**DATA SUPPLIED**
━━━━━━━━━━━━━━━━━━━━
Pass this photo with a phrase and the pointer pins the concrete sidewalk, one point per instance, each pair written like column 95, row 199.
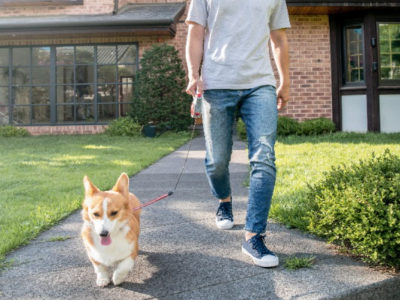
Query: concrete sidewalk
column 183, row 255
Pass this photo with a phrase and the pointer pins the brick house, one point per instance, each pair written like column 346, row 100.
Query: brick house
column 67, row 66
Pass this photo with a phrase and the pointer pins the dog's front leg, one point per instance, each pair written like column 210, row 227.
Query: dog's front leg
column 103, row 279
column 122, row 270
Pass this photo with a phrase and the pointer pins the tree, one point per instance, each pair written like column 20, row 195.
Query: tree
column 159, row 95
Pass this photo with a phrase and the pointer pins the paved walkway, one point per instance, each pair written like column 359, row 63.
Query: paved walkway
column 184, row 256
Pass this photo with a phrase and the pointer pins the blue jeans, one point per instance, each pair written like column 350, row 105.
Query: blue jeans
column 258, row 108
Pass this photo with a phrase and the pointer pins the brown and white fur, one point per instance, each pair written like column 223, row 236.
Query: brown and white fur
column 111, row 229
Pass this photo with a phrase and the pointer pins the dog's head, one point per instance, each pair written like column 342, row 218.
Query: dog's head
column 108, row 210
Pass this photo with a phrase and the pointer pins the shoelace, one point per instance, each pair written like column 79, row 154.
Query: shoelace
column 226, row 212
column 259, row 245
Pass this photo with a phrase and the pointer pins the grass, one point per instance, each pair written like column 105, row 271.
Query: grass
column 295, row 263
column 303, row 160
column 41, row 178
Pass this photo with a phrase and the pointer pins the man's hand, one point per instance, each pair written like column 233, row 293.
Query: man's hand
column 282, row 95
━━━━━━━━━━━━━━━━━━━━
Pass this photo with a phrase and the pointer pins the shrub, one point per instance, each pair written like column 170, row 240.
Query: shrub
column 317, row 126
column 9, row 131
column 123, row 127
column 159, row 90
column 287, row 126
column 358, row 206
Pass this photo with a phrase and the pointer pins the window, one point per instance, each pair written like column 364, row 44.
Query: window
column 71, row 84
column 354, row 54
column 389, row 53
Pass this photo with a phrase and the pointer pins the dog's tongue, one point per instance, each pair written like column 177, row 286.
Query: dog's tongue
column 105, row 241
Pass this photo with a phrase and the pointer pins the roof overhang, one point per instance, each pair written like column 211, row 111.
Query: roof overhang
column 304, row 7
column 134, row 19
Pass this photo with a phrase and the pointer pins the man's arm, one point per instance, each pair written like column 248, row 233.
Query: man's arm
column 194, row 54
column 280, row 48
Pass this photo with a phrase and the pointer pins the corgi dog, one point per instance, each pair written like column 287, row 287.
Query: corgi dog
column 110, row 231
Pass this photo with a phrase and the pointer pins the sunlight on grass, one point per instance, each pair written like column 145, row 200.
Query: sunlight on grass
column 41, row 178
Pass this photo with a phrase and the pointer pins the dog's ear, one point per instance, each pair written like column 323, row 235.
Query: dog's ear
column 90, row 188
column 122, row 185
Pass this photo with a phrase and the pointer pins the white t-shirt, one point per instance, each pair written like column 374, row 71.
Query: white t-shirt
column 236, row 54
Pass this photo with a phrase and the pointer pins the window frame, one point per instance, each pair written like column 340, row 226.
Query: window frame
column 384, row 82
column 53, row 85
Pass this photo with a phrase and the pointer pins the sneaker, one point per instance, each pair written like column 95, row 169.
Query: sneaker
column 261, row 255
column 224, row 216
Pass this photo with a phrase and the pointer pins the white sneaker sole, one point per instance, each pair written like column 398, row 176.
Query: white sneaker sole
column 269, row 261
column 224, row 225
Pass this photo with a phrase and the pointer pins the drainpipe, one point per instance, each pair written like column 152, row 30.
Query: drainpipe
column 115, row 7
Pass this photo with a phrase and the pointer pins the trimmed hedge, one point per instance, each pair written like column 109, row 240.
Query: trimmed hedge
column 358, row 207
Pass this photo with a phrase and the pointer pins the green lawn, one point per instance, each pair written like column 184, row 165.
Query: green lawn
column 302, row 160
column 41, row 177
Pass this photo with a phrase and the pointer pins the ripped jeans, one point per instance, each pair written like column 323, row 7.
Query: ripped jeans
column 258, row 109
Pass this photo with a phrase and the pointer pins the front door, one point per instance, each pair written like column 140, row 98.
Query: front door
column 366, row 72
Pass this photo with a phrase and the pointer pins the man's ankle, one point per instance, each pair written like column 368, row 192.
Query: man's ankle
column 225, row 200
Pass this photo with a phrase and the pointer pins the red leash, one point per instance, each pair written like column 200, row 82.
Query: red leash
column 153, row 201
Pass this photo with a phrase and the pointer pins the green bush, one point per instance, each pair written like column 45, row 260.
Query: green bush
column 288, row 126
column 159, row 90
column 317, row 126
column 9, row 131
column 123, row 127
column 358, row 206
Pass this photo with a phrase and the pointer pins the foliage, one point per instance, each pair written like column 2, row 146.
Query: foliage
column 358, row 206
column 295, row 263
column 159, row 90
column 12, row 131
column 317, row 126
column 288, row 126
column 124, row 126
━━━━━━━━━━━━━━━━━━━━
**DIRECTIVE**
Please retype the lines from the one holding "374, row 71." through the one holding "column 236, row 54", inclusive.

**EXERCISE SOLUTION**
Pass this photo with a phrase and the pointer pins the white t-shirt, one point per instance, each pair written like column 374, row 71.
Query: white t-shirt
column 236, row 54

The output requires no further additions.